AIM
Copy out every line of the items below word for word, leaving out the pictures.

Image object location items
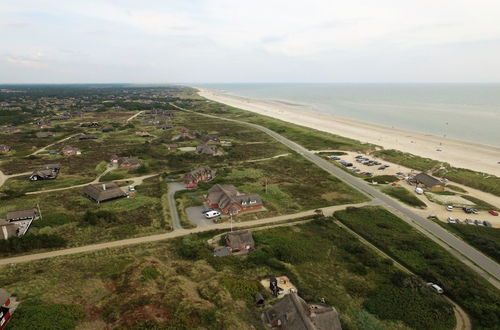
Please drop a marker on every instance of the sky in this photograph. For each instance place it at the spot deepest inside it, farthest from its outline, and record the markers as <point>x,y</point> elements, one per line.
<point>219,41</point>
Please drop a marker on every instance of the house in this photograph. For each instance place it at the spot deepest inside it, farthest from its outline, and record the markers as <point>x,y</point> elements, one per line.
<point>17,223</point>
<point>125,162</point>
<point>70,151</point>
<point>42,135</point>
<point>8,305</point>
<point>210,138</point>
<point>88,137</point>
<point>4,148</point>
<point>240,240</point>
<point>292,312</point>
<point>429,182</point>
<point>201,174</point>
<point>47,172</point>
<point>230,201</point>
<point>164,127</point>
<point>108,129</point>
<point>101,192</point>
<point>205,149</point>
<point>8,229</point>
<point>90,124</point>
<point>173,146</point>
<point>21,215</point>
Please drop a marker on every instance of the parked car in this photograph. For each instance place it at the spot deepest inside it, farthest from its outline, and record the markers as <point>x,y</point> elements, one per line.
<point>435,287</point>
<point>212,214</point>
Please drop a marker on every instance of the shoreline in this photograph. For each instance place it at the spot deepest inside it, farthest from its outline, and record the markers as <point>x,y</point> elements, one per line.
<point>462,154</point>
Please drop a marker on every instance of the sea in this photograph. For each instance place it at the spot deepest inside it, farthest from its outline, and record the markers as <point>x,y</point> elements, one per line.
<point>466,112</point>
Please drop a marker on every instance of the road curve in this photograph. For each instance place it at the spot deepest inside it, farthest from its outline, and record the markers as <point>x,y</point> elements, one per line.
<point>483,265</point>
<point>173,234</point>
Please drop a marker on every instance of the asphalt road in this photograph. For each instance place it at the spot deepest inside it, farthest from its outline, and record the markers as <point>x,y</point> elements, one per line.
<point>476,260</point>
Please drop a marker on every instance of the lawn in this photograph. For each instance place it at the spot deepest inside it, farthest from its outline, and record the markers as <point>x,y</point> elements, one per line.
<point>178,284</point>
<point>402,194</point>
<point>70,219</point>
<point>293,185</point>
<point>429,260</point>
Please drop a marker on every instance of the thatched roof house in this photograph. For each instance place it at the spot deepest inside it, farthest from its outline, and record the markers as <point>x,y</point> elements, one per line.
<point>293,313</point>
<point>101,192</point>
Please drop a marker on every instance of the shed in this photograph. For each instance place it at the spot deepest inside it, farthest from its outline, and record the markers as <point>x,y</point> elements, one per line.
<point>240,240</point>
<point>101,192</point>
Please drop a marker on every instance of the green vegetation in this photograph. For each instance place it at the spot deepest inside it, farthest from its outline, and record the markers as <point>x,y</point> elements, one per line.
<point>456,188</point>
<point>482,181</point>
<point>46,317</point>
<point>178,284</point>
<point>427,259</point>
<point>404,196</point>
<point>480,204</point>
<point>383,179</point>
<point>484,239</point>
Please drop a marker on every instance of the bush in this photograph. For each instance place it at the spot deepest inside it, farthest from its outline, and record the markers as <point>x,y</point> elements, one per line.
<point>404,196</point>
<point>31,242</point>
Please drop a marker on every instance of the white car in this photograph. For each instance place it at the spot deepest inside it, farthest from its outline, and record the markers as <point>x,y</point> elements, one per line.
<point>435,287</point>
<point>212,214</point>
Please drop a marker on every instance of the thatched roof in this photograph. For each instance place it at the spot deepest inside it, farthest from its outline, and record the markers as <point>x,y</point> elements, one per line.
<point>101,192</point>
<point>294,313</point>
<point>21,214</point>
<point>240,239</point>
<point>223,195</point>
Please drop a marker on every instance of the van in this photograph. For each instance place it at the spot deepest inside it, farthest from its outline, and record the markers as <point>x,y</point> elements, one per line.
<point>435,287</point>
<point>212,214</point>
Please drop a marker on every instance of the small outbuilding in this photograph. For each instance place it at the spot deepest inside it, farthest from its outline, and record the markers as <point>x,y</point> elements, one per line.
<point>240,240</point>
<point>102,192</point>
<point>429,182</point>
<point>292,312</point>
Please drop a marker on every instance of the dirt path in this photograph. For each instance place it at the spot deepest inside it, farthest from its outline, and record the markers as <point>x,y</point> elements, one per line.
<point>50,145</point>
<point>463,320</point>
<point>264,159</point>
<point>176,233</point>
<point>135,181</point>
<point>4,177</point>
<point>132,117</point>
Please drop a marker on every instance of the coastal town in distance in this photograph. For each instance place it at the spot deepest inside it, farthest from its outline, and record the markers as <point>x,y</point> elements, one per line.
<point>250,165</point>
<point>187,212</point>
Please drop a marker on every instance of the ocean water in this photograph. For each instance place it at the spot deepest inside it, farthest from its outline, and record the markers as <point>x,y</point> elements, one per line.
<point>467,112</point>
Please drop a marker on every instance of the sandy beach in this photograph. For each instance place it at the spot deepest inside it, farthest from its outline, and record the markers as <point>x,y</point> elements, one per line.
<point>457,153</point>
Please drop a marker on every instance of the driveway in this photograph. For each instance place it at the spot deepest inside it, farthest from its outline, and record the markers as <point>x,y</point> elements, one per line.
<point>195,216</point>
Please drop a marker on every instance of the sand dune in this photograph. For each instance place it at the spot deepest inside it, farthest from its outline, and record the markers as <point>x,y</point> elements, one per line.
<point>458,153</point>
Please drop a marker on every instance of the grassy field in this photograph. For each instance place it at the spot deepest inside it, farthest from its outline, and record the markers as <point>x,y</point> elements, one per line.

RIGHT ANSWER
Please drop a marker on every instance of the sky in this photograph. For each instance place it at the spot deepest inside it, farthest from its outline, and record the markers as <point>x,y</point> elements, one per line.
<point>219,41</point>
Please drop a marker on every instance of the house in this photograph. For each instance place it at the spot deepest inside it, farthest from its outline, and record the markers as <point>x,y</point> elements, one per line.
<point>17,223</point>
<point>125,162</point>
<point>70,151</point>
<point>42,135</point>
<point>8,305</point>
<point>210,138</point>
<point>88,137</point>
<point>4,148</point>
<point>240,240</point>
<point>292,312</point>
<point>429,182</point>
<point>201,174</point>
<point>47,172</point>
<point>230,201</point>
<point>164,127</point>
<point>108,129</point>
<point>101,192</point>
<point>205,149</point>
<point>8,229</point>
<point>90,124</point>
<point>173,146</point>
<point>21,215</point>
Please drop a marker on every instance of the parked car in this photograph. For each instance place it at the spot deepest inside it, farthest from its outline, and record the markers as <point>x,y</point> elements, one per line.
<point>435,287</point>
<point>212,214</point>
Please drop a marker on every instance of the shoreline in this photograph. For each instance place it at the spot deepest inside it, farthest from its outline, and record the markers as <point>x,y</point> elements, one per line.
<point>462,154</point>
Please drop a marker on every instance of the sea in this photograph. For each instance place it at the spot deepest inside it, farthest from its outline, and record the markers as <point>x,y</point> elements, one per line.
<point>466,112</point>
Please drop a marker on every instance of the road curve in this photograph. For each instance place it at the spot deepest inside it, farthest from its outline, and record the markers as <point>x,y</point> elements, one per line.
<point>483,265</point>
<point>173,234</point>
Please drop a marker on every instance of the asphalt road in this photograph. For each instance place it at the spot deepest inside it, farthest from its outline, and record the markers as <point>x,y</point> elements, one per line.
<point>476,260</point>
Please drop a marker on every instance of the lawn in this photograph. For each instance place it at the spot deepest inside it, farthest from its outline, and record the markers as <point>x,y</point> elements, one per line.
<point>178,284</point>
<point>402,194</point>
<point>70,219</point>
<point>293,185</point>
<point>429,260</point>
Please drop a marker on every instance of the thatched roof house in this photograph. For each instance place it at the spot deepest inside it, farthest from its outline, and record the markers as <point>x,y</point> elements, one per line.
<point>293,313</point>
<point>101,192</point>
Please drop a marker on every instance of the shed in this photograph. For each instance place it at the spot deepest inside it, farthest from its outline, and record the markers as <point>x,y</point> elements, one per line.
<point>240,240</point>
<point>101,192</point>
Please drop a marker on every instance of the green vegetation in this photograph. For each instance place it at the spot deepest inside it, farthest from its outline, and record the markers as <point>x,y</point> elements, one per line.
<point>456,188</point>
<point>482,181</point>
<point>46,317</point>
<point>178,284</point>
<point>427,259</point>
<point>404,196</point>
<point>480,204</point>
<point>383,179</point>
<point>484,239</point>
Please drop a marker on every instance of the bush in this photograph. For each instance place it at the spot deepest inside it, farthest from its outline, and record the markers as <point>x,y</point> elements, one per line.
<point>404,196</point>
<point>31,242</point>
Please drop a marker on every instance of the white car in this photograph. For each instance place it at the spot deepest inside it, farthest from its outline, and record the markers as <point>x,y</point> elements, one per line.
<point>435,287</point>
<point>212,214</point>
Please drop a marker on every instance of the thatched roof in this photograph. For each instance place it at the spot deepest inside it, farthest from its outline, and record the markers as <point>x,y</point> elements, one per line.
<point>101,192</point>
<point>294,313</point>
<point>21,214</point>
<point>240,239</point>
<point>223,195</point>
Please drop a marker on every instance of the van in this photograph. For each instance place it at the spot deepest inside it, farthest from its outline, and record the markers as <point>x,y</point> elements, one per line.
<point>435,287</point>
<point>212,214</point>
Please drop a marker on every instance of the small outbuilding in this photograph. For each instance place it at the spot deepest inside it, farthest from its outline, and record the markers as <point>x,y</point> elements, one per line.
<point>240,240</point>
<point>102,192</point>
<point>429,182</point>
<point>292,312</point>
Please drop a marker on every instance of the dirt path in this photograph. For each instance place it at the spot deepest inside it, farthest from its outline, and record the markers as <point>x,y</point> elements, one per line.
<point>50,145</point>
<point>463,320</point>
<point>264,159</point>
<point>176,233</point>
<point>135,181</point>
<point>4,177</point>
<point>132,117</point>
Please drop a marker on every instance of the coastal town in distance in this photograph. For each instance place it at the spot deepest inside it, farthest from its outline, and record the markers as <point>x,y</point> elements, one per line.
<point>250,165</point>
<point>187,212</point>
Please drop a marker on every instance of the ocean water in this photograph. For each instance place it at the spot deepest inside it, farthest from its outline, and record the markers as <point>x,y</point> elements, one per line.
<point>467,112</point>
Please drop a marker on every instance of the sandy beach in this photograph. For each instance place it at the spot deepest inside it, farthest from its outline, and record the markers as <point>x,y</point> elements, one per line.
<point>457,153</point>
Please drop a marker on every instance of the driveway in this photograph. For each instance place it at the spot deepest inside it, farthest from its outline, and record the markers as <point>x,y</point> elements, one per line.
<point>195,216</point>
Please drop a marker on every instance of the sand dune in this photograph. For each instance place it at the spot deepest inside it, farthest from its outline, and record the markers as <point>x,y</point> elements, one per line.
<point>458,153</point>
Please drop a marker on every instance of the grassy field in this photograph. For each instance place it at the spot deepest inside it, farthest from its outline, and record the markers as <point>x,y</point> elements, one per line.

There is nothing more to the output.